Extracted entries:
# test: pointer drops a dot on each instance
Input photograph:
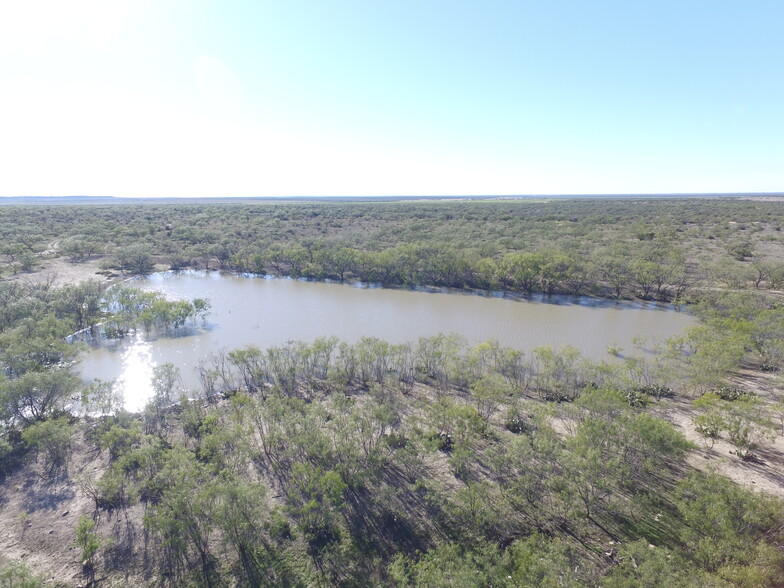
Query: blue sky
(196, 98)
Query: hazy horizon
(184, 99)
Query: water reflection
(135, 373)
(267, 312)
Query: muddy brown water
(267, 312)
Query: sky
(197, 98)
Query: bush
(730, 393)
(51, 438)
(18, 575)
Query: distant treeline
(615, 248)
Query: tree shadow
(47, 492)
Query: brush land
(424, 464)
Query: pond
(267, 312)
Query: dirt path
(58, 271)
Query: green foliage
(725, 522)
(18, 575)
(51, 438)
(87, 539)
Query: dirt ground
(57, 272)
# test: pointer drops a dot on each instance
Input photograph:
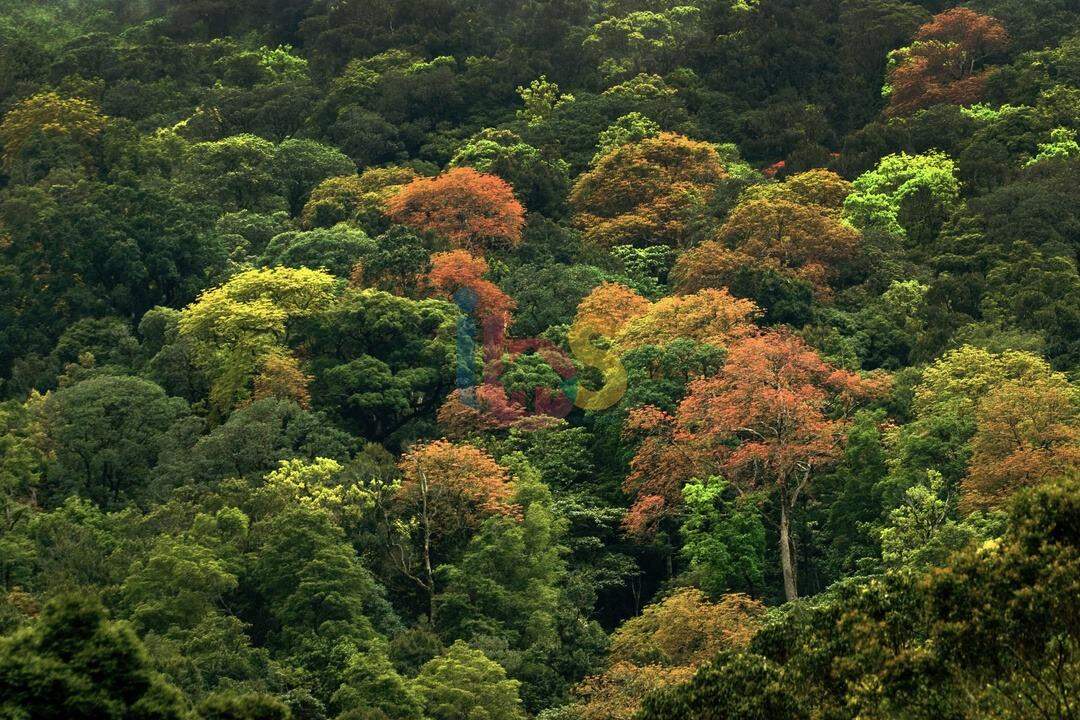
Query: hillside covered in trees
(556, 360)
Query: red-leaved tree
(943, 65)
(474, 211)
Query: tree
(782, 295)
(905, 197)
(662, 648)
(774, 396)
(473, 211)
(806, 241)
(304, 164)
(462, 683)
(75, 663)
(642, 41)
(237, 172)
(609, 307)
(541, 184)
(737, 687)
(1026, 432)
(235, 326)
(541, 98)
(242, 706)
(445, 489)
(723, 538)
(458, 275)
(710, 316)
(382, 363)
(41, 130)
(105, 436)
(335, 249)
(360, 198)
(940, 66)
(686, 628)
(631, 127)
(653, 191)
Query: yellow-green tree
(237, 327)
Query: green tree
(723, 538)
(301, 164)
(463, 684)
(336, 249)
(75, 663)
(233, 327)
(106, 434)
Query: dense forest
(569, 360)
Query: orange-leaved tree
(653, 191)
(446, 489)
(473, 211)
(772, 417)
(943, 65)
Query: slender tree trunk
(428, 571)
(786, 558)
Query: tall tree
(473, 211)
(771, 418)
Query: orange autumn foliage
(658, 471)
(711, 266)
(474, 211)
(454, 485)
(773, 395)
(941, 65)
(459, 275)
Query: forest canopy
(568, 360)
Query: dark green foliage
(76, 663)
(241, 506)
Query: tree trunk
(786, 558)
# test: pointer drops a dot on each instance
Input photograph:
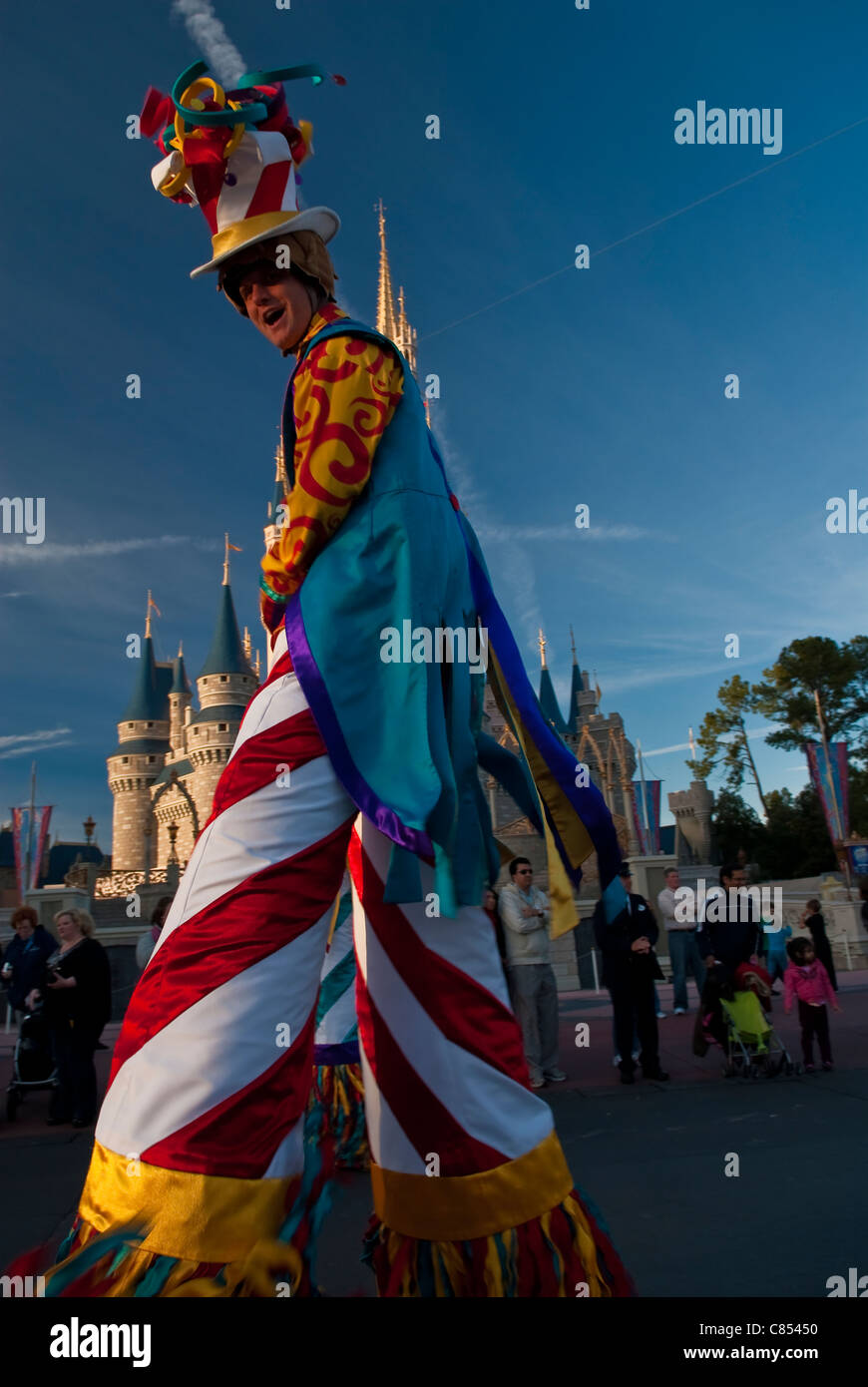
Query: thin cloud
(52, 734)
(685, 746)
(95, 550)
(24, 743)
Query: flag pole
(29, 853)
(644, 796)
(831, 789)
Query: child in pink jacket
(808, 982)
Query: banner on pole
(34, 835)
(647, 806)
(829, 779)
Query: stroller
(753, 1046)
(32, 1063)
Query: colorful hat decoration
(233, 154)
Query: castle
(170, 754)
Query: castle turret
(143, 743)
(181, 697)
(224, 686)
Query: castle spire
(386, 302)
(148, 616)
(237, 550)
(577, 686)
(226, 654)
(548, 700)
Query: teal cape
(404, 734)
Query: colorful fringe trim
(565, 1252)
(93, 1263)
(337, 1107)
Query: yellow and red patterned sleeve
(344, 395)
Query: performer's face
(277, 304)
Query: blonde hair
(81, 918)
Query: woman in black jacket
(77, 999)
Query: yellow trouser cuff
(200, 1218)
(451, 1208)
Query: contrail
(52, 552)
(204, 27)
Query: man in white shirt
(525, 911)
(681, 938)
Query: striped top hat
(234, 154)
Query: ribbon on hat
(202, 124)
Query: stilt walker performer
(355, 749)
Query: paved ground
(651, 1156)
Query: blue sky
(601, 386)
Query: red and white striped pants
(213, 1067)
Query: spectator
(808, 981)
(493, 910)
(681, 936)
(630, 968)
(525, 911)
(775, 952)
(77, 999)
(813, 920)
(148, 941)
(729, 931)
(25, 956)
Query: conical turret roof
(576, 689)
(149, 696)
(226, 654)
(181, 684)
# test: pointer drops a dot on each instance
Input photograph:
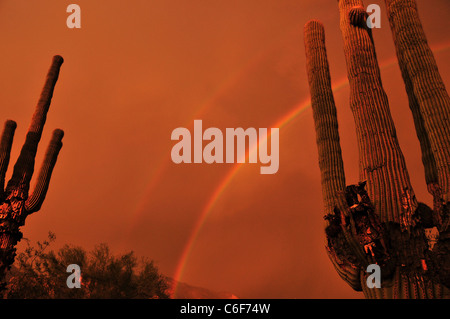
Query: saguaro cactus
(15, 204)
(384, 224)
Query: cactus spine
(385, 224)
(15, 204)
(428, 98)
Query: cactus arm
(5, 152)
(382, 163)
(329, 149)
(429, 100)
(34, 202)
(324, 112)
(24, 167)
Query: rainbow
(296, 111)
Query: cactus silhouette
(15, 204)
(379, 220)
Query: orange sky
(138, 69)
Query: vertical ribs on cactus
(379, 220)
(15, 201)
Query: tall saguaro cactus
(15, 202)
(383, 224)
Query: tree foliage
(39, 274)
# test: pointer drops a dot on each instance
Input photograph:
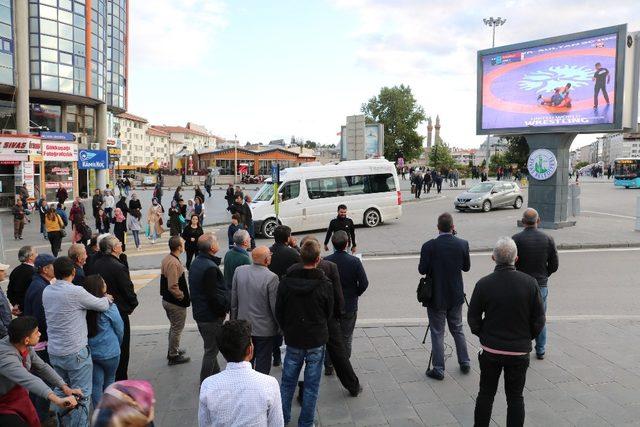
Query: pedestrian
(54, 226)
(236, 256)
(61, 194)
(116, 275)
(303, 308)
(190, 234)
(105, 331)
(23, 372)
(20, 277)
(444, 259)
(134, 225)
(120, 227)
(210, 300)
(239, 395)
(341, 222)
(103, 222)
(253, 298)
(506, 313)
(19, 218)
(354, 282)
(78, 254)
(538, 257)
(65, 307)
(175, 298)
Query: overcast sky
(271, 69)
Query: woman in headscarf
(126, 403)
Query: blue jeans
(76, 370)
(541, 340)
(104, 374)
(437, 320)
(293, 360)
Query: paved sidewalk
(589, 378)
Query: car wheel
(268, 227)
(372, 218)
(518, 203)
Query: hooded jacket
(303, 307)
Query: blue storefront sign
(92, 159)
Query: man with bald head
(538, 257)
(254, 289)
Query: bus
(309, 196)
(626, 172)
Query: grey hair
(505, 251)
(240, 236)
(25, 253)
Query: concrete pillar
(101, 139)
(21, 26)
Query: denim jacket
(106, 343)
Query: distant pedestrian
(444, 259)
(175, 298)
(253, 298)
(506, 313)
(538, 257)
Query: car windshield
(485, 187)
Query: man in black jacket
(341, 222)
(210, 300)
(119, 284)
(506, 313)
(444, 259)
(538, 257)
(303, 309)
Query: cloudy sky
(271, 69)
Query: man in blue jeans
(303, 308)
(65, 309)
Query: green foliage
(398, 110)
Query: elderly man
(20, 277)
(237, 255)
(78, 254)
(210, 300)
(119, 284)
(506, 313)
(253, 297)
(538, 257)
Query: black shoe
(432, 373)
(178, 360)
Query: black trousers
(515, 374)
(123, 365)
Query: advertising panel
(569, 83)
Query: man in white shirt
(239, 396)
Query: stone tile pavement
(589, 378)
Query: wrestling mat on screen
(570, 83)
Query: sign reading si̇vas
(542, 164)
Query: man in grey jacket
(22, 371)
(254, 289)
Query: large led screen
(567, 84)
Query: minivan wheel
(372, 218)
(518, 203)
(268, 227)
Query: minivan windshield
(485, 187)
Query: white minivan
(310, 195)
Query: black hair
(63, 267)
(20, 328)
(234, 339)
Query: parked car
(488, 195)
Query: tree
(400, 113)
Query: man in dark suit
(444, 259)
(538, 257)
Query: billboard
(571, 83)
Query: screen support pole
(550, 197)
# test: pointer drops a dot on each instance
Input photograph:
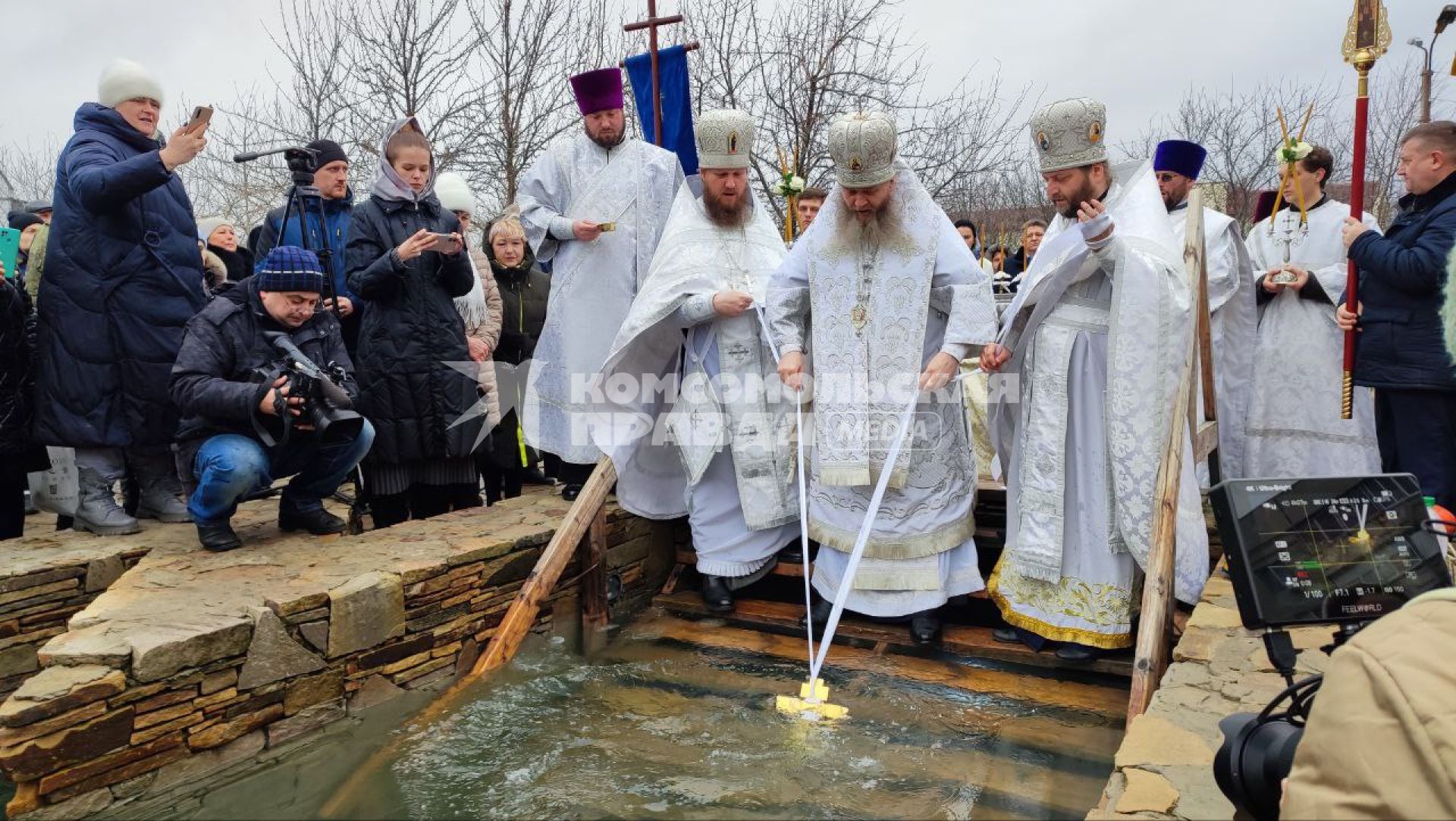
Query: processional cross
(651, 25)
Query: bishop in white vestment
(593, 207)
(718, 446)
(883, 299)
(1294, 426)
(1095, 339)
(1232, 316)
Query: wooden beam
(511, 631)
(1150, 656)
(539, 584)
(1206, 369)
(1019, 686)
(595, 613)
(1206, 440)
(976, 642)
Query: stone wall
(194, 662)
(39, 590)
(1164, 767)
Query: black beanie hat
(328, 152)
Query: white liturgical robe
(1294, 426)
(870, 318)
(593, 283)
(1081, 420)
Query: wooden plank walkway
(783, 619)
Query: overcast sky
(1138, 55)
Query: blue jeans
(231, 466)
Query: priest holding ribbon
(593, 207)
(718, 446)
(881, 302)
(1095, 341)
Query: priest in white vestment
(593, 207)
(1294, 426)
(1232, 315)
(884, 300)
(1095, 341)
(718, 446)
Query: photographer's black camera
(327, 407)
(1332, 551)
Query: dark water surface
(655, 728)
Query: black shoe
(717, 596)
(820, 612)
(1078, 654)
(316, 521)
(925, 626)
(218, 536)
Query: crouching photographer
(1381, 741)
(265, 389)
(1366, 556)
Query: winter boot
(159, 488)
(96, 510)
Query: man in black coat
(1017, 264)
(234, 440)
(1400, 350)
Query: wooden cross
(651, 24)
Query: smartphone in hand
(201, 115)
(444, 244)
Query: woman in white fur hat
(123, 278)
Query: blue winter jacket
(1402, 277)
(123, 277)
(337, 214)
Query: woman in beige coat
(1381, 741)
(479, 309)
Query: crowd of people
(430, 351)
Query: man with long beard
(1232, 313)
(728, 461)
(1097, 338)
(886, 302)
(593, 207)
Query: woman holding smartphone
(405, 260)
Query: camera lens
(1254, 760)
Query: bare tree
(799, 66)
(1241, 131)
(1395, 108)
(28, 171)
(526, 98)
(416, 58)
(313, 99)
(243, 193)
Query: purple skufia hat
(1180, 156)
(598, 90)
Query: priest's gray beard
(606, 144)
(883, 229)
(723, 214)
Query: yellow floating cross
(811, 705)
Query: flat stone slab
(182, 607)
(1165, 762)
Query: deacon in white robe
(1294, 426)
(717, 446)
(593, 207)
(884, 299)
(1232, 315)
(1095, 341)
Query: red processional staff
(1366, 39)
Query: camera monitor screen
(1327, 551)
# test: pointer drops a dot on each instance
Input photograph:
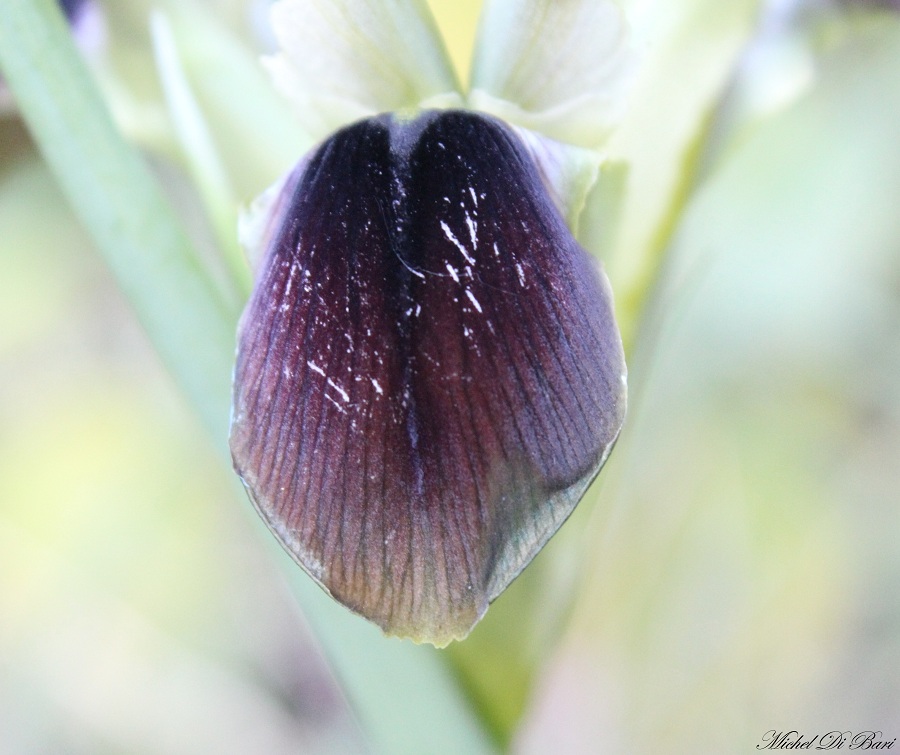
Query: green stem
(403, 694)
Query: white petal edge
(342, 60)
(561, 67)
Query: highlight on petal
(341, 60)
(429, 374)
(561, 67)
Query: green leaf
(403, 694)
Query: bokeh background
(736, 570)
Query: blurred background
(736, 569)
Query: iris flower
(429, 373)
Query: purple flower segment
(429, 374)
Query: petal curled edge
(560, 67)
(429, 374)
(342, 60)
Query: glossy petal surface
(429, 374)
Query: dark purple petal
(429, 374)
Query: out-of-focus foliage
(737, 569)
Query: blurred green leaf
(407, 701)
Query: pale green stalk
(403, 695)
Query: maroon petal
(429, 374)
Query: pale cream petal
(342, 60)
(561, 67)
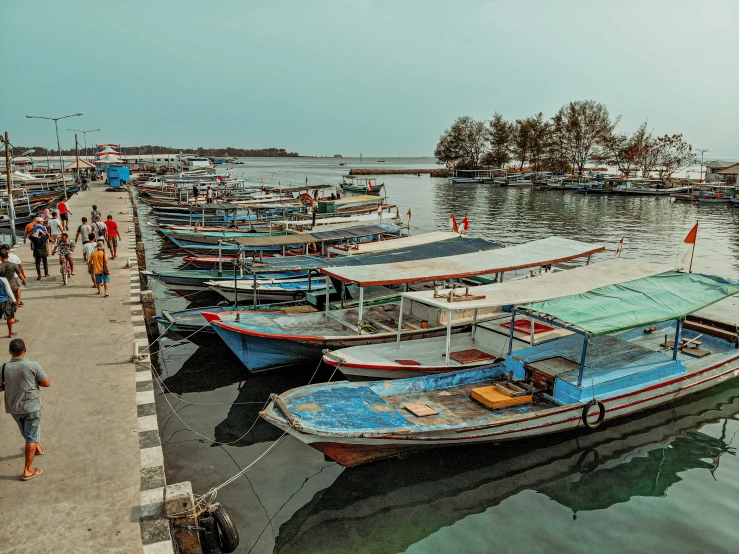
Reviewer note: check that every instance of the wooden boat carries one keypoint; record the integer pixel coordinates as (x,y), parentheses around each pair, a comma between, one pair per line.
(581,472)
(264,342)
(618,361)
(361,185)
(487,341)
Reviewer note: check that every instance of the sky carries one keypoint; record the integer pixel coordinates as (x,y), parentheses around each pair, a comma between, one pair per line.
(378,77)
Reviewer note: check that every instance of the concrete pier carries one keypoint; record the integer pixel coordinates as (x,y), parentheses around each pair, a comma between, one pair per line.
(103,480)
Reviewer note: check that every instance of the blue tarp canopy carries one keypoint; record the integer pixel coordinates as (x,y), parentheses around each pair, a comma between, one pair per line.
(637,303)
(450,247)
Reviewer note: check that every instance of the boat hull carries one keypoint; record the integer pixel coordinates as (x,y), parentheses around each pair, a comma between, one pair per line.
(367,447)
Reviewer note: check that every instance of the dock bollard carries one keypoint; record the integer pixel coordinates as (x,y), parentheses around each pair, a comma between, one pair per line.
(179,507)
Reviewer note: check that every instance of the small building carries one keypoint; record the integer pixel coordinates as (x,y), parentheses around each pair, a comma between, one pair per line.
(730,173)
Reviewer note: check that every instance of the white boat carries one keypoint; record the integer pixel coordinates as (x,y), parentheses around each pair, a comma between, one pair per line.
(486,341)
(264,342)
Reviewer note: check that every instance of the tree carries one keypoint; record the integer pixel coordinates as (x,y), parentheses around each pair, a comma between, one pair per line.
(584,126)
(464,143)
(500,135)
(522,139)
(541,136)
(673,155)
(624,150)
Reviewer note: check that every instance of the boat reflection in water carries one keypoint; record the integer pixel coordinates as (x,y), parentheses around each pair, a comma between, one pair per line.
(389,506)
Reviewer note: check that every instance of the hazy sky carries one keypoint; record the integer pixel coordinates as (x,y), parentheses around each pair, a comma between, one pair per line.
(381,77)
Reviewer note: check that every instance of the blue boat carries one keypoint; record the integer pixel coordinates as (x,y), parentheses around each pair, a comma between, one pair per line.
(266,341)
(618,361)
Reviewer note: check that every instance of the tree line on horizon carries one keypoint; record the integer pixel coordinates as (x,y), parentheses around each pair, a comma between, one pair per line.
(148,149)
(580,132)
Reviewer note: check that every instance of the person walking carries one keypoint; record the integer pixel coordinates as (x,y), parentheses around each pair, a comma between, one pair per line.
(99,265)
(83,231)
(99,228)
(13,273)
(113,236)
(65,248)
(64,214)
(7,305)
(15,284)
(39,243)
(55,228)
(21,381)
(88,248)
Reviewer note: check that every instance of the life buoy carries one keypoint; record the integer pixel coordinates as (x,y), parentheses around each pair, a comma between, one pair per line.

Exercise aim: Write out each line exactly, starting with the line that contains "Reviewer note: check that every instance of the person" and stopping after the last line of the data.

Solution:
Reviewer note: check that every instance of the person walking carries one keypoint; record the integer pixel coordinates as (x,y), parentheses around each pair, a comma between, one pair per line.
(99,265)
(83,231)
(99,228)
(13,273)
(113,236)
(65,248)
(64,214)
(7,305)
(15,284)
(39,243)
(55,228)
(21,381)
(88,248)
Reviewer note: check that every instance of the life buoy carries one keypoint; record the integer pixel coordinates as (x,y), parentheses around each pair, a comma between, one pair per line.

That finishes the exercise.